Dataset entries
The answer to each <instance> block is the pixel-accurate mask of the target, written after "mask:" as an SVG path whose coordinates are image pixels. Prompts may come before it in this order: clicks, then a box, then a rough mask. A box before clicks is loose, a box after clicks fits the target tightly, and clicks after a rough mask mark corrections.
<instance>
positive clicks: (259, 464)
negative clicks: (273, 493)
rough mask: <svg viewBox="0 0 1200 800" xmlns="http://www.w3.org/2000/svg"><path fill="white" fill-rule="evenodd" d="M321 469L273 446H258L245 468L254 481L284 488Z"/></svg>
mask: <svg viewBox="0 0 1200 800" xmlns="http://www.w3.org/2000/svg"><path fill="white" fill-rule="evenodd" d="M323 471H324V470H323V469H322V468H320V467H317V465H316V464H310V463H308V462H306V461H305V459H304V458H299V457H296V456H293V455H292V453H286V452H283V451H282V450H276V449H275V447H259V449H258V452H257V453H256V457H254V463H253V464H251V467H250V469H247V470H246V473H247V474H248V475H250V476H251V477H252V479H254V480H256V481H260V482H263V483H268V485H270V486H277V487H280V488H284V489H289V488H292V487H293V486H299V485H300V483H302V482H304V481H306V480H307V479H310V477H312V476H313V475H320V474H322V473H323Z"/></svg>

TRY IT:
The answer must consist solely of the number of lines in the entries that contain the word "instance".

RESPONSE AREA:
2